> Document section:
=-=-=-=-=

“Look at me, top of the leader board!”

Reading Paul Mullen’s Running Amok for the Telegraph, 27 September 2025

Paul Mullen has spent years trying to understand the internal world of the lone mass killer: the sort of person who draws their weapon in a school, on a factory floor, or at a supermarket. In this pursuit, says Mullen – a forensic psychiatrist – we should remember, and admit, that everyone has the odd unpleasant impulse from time to time: it’s part of being human. So, he writes, when discussing the most sickening criminals, we mustn’t “endow perfectly normal mental mechanisms with a pathological, sinister significance”.

For example, many of us feel undervalued. Many of us feel in possession of skills and attributes that, in a better world, would surely bring us recognition. Who among us has not looked in the mirror and met a creature consumed by resentment or depression? Life can be crushing, and as Mullen says, “disappointed, egotistical, isolated and rigid men are ten-a-penny.” Pushed to the edge, they’re much more likely to put an end to themselves than go out in a blaze of vicious “glory”. (The male suicide rate in the UK last year was 17.4 deaths per 100,000 people, vastly larger than the rate of male deaths by homicide.)

Mullen is best known for his research into the link between common-or-garden jealousy and the obsessional, sometimes homicidal, behaviour of stalkers. He takes a similar tack in Running Amok, a devastating compendium of mass killings, arranged by locale and severity. Many lone mass killers, we learn, are persistent whiners – “querulants” is Mullen’s term-of-art – which led me to wonder what our burgeoning culture of complaint is doing to stoke their fires. From those who self-righteously pursue their grievances to others who seem to live fantasies of battling persecution, you wonder how thin the cognitive dividing-line can safely grow. And yet: whether or not the world is filling up with narcissistic whiners, most of them don’t turn to slaughter. So what leads a handful to make that change? Or, to put it another way, what actuates them even more than what, in truth, are the perfectly common means (guns, vehicles, knives), and motive (the desire for “a semblance of power and significance”)?

=-=-=-=-=

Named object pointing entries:
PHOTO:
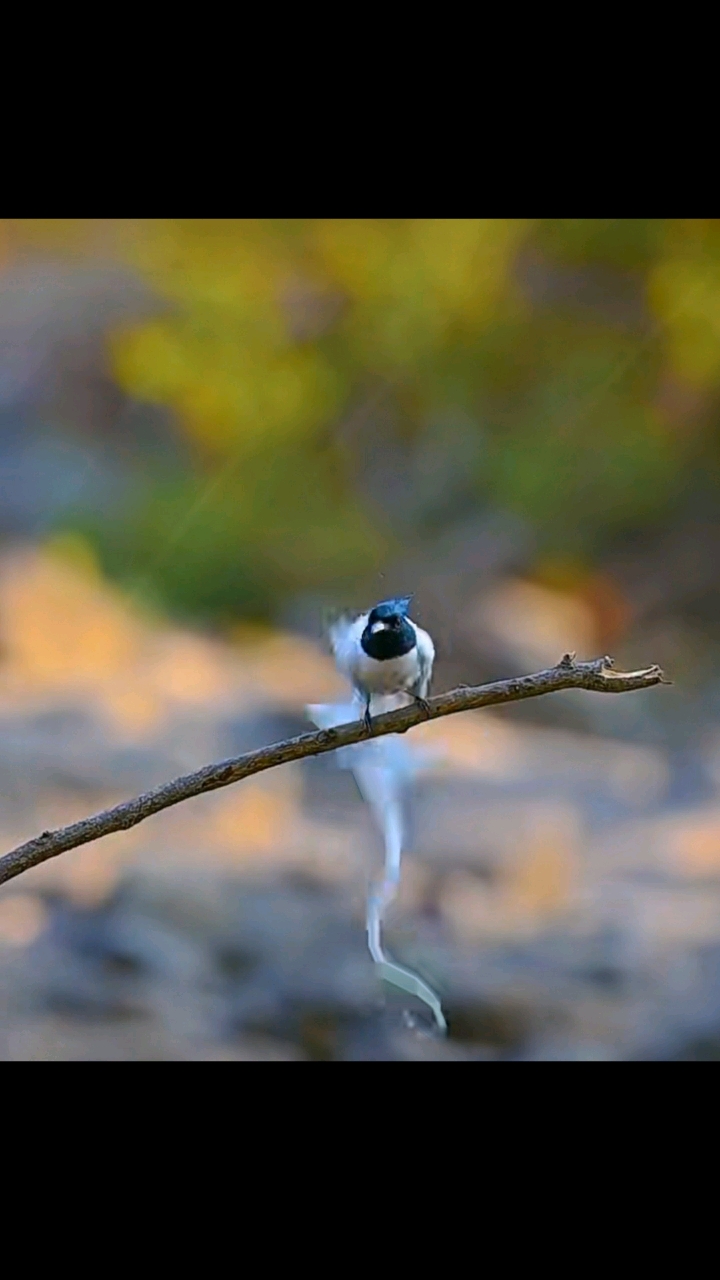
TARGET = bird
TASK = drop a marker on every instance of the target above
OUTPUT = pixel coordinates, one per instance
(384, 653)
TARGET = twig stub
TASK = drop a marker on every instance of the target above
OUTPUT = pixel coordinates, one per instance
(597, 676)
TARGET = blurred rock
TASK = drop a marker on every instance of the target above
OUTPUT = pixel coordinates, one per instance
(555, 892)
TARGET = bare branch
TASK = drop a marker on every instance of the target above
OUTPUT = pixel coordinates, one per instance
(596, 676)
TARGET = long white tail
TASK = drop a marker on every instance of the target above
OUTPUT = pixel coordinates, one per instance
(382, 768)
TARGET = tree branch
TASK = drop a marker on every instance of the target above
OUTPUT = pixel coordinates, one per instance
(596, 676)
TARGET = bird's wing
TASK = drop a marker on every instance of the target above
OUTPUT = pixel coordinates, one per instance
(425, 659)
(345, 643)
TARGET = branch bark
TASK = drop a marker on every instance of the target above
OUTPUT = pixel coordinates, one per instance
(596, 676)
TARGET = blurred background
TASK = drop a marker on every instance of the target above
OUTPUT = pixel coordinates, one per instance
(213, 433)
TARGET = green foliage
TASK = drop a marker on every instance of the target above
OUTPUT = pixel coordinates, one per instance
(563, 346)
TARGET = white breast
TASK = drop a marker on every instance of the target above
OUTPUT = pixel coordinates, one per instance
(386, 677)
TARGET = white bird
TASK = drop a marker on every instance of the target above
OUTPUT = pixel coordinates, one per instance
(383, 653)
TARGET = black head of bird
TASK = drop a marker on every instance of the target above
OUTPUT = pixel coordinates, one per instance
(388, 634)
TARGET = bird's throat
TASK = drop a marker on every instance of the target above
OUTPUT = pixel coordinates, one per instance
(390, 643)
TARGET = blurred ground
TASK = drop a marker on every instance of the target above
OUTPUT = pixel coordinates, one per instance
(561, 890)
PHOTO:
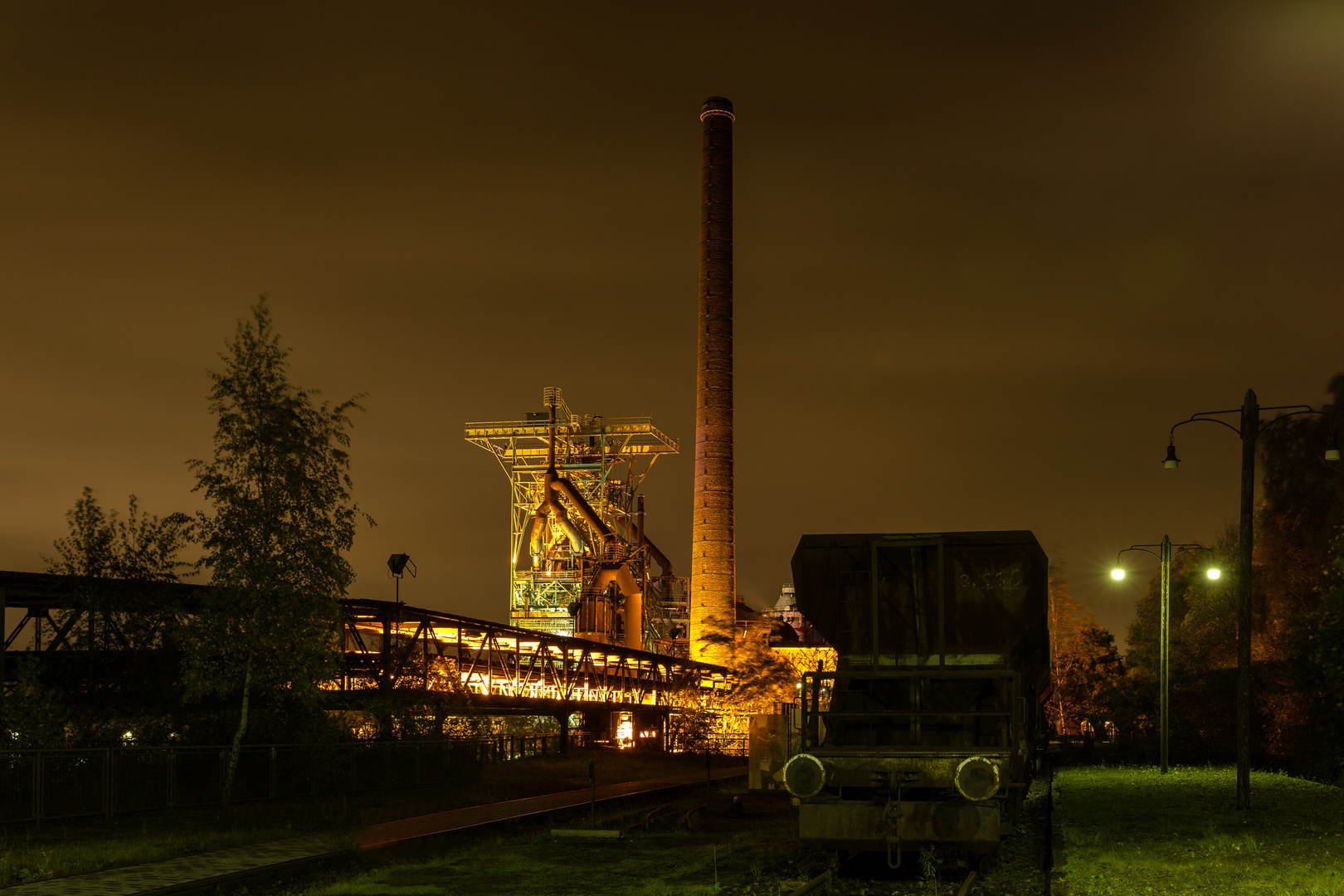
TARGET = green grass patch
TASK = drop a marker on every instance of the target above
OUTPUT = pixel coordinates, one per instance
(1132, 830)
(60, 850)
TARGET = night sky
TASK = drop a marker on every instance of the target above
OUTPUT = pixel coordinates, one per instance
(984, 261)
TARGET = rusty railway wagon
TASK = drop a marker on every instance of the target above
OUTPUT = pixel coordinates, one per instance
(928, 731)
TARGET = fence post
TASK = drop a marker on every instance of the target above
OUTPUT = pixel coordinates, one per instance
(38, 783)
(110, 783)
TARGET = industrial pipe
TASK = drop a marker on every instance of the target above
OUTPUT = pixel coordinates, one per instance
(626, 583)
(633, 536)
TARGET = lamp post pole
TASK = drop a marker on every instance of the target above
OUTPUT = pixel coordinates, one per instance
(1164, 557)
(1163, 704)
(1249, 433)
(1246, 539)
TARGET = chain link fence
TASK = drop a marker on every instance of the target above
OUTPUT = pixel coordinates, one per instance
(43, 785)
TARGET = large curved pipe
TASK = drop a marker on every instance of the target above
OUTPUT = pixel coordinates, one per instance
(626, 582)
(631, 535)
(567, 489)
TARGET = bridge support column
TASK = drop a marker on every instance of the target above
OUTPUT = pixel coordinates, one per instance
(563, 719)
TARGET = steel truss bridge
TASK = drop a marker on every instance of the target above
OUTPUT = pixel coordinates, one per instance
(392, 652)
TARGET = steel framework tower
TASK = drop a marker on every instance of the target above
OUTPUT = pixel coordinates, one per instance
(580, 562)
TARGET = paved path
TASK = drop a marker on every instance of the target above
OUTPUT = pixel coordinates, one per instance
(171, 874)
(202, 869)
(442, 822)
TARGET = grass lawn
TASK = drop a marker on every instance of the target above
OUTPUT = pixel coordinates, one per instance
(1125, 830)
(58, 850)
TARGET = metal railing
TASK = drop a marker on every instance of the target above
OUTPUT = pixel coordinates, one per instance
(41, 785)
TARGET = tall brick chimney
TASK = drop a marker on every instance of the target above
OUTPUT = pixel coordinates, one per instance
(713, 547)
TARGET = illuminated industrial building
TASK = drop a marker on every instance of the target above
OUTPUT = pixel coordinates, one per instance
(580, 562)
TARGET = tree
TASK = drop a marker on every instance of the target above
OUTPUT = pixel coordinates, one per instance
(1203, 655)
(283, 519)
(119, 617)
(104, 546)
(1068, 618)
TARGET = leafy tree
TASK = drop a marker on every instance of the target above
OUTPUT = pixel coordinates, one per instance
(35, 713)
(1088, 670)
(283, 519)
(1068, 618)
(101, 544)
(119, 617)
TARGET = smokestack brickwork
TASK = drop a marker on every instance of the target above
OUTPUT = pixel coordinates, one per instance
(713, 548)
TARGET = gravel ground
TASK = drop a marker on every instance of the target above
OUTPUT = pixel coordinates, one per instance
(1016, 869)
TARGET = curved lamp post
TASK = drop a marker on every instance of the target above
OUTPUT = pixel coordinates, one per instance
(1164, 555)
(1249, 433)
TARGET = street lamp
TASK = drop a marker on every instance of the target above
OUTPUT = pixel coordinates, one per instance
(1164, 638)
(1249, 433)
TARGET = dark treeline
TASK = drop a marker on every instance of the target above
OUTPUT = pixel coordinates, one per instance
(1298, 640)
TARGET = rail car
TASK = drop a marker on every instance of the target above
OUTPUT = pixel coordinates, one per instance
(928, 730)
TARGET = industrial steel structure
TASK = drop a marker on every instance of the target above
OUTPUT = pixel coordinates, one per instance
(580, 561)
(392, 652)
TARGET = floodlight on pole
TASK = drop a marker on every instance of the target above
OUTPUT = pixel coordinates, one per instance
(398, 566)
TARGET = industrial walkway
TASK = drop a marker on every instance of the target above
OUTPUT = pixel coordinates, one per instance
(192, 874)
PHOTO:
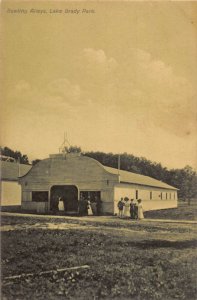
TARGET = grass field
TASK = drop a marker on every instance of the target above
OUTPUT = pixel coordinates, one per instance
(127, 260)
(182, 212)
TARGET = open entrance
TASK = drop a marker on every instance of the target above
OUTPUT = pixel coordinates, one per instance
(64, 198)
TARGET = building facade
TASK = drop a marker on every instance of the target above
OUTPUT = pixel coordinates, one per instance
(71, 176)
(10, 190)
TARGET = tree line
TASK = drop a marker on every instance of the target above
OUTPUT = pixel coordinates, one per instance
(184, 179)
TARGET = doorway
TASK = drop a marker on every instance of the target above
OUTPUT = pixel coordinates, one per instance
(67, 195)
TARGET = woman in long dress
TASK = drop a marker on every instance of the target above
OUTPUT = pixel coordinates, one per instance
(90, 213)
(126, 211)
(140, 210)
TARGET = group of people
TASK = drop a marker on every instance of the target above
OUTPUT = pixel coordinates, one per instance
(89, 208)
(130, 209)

=-=-=-=-=

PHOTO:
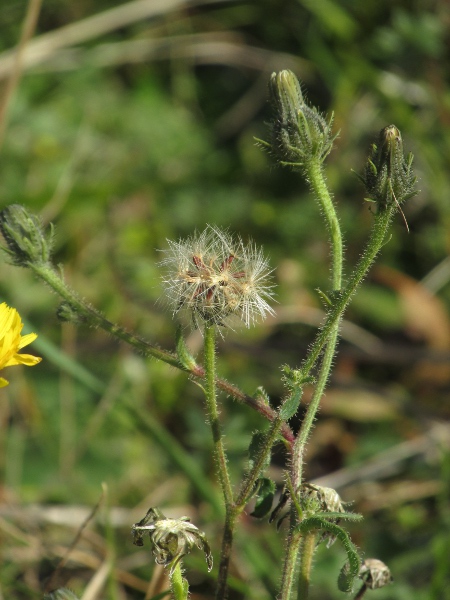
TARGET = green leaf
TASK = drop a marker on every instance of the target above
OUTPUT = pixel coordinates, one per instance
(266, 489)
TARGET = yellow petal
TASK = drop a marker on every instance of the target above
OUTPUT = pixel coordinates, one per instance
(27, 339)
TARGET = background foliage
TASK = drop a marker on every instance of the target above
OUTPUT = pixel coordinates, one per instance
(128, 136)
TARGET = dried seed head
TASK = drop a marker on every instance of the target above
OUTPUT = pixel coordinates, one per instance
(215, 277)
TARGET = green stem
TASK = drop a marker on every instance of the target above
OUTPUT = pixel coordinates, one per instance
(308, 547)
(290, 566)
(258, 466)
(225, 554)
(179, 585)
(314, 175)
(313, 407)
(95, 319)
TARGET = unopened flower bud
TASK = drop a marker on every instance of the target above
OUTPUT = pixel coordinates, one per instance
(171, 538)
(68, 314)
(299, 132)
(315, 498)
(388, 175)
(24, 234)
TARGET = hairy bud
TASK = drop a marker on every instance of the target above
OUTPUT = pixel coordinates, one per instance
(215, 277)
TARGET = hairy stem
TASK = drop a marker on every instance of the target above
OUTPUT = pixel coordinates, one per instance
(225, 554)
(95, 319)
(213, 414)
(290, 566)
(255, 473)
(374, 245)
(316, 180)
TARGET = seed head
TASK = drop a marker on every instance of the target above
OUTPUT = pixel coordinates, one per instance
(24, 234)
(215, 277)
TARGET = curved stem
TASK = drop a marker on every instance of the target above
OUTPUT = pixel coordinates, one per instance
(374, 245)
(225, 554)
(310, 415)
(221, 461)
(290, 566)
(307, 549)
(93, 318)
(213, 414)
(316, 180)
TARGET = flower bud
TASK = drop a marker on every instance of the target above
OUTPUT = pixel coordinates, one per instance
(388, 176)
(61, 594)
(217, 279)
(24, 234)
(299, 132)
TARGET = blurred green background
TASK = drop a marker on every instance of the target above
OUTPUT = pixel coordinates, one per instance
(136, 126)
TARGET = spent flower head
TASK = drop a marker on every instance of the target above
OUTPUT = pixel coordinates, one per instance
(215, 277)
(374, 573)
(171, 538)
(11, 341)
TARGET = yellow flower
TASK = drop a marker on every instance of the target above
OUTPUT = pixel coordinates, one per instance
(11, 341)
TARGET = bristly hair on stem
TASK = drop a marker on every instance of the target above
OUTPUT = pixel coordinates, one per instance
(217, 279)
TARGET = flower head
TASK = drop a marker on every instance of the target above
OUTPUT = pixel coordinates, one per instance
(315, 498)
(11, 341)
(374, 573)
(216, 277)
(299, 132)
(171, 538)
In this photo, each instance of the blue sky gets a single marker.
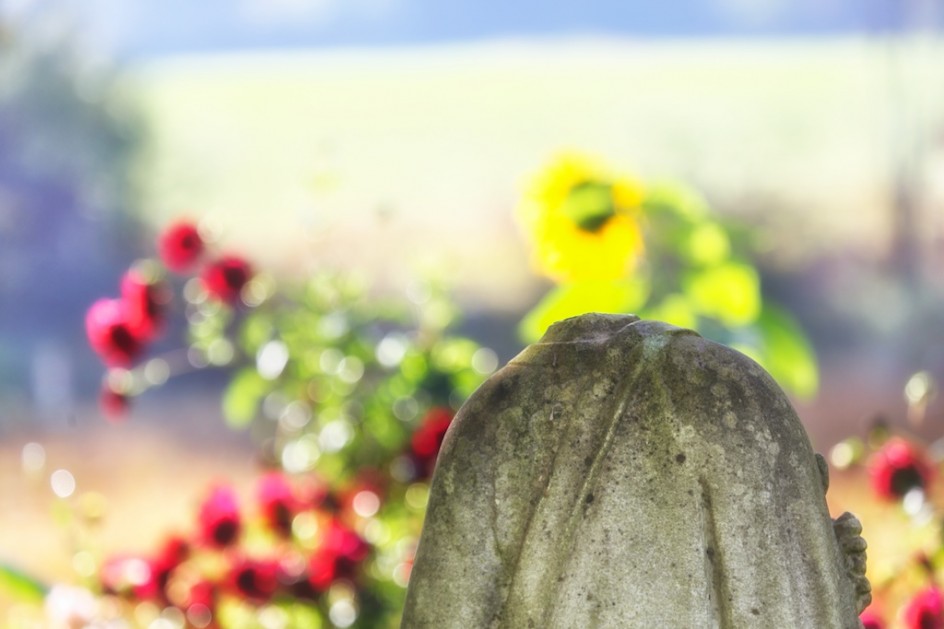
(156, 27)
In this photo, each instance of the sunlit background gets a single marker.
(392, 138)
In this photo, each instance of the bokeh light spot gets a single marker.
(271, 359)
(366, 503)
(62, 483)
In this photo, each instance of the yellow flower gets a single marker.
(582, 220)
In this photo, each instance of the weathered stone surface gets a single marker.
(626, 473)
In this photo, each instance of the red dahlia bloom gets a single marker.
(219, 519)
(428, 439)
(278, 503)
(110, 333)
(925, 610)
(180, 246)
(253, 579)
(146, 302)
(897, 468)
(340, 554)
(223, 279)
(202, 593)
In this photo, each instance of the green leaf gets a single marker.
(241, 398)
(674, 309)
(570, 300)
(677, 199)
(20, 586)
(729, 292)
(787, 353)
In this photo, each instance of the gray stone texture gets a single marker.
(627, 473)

=-=-=-=-=

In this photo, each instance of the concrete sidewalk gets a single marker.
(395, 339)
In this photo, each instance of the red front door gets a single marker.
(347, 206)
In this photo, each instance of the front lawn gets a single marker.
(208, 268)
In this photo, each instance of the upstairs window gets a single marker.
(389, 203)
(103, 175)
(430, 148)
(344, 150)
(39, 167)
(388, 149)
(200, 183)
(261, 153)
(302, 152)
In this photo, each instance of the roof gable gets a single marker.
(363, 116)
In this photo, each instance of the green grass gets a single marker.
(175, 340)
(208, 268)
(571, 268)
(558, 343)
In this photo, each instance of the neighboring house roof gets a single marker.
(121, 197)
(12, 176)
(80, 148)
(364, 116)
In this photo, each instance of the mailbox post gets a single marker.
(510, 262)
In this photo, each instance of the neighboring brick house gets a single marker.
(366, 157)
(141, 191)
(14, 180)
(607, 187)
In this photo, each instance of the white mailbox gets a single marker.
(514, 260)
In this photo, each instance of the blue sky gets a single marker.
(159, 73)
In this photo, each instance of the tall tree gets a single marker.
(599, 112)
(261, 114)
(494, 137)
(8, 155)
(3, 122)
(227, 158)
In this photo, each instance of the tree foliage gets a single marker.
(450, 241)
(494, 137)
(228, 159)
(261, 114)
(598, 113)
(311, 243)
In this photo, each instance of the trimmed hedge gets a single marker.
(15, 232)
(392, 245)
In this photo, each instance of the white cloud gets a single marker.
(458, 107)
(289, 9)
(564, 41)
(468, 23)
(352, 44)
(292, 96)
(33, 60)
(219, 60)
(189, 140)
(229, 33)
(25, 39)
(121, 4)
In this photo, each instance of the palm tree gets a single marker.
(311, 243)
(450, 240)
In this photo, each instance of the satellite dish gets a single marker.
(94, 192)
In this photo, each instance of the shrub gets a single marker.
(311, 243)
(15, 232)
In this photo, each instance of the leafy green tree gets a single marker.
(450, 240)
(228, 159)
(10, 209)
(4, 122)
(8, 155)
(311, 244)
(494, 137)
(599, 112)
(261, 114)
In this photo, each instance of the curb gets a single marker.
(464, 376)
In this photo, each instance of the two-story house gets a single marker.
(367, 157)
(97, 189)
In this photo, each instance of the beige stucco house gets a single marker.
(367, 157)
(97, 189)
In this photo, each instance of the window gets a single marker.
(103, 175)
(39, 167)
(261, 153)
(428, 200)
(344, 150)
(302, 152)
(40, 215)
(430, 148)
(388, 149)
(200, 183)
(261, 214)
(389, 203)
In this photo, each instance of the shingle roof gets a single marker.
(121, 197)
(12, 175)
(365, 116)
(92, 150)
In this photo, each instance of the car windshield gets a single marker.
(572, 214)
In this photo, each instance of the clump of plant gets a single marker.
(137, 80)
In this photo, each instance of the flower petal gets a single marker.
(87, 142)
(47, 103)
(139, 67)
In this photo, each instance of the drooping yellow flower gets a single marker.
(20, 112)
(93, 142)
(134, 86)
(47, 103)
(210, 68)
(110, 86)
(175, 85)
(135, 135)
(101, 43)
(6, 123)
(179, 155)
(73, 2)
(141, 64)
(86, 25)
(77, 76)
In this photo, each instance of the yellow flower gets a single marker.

=-=-=-=-=

> Tasks for this exercise:
(a) According to the review, what is Paul Mullen's profession?
(b) Return every line of the records that contains the string "lawn", matching case exactly.
These records have no connection to the review.

> Answers to the tasks:
(a) He is a forensic psychiatrist.

(b)
TARGET = grass lawn
In this photo, each instance of the front lawn gets a single marker.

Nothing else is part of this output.